All records below are to be set down exactly, each character intact.

Records from a data collection:
━━━━━━━━

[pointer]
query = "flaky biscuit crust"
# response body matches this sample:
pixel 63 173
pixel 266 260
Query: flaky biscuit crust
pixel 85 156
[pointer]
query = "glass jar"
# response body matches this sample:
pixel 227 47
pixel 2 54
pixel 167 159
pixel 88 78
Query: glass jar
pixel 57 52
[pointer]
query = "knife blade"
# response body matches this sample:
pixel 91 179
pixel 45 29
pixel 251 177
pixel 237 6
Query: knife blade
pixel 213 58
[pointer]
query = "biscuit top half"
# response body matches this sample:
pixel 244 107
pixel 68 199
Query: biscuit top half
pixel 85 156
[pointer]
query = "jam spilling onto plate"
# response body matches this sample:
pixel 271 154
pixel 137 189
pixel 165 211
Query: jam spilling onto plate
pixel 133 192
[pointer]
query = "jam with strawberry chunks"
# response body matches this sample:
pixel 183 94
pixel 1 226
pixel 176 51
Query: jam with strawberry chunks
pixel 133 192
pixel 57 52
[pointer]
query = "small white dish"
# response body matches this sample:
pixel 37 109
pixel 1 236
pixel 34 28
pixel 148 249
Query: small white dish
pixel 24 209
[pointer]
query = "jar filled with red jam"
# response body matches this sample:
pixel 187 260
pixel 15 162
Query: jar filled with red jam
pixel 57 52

━━━━━━━━

**Task answer**
[pointer]
query = "flaky biscuit crust"
# response body matches this sample:
pixel 63 173
pixel 266 260
Query: flaky biscuit crust
pixel 85 156
[pointer]
query = "glass jar"
# response body matches this sample:
pixel 227 47
pixel 2 54
pixel 167 159
pixel 88 78
Query: glass jar
pixel 57 52
[pointer]
query = "knife blade"
# response body matches this sample:
pixel 91 179
pixel 45 29
pixel 251 177
pixel 237 6
Query: knife blade
pixel 213 58
[pointer]
query = "biscuit top half"
# response body matches this sample:
pixel 244 107
pixel 68 199
Query: biscuit top half
pixel 85 156
[pointer]
query = "jam spilling onto plate"
# response body matches this sample:
pixel 271 154
pixel 137 189
pixel 165 211
Query: jam spilling onto plate
pixel 133 192
[pointer]
query = "jam with strawberry chunks"
# response body matches this sample:
pixel 183 94
pixel 1 226
pixel 176 51
Query: jam with strawberry chunks
pixel 133 192
pixel 57 52
[pointer]
query = "small white dish"
# response body matches this sample:
pixel 37 109
pixel 1 236
pixel 34 28
pixel 148 249
Query: small white dish
pixel 24 209
[pointer]
query = "jar filled with red jam"
# response body matches this sample:
pixel 187 260
pixel 15 162
Query: jar filled with red jam
pixel 57 52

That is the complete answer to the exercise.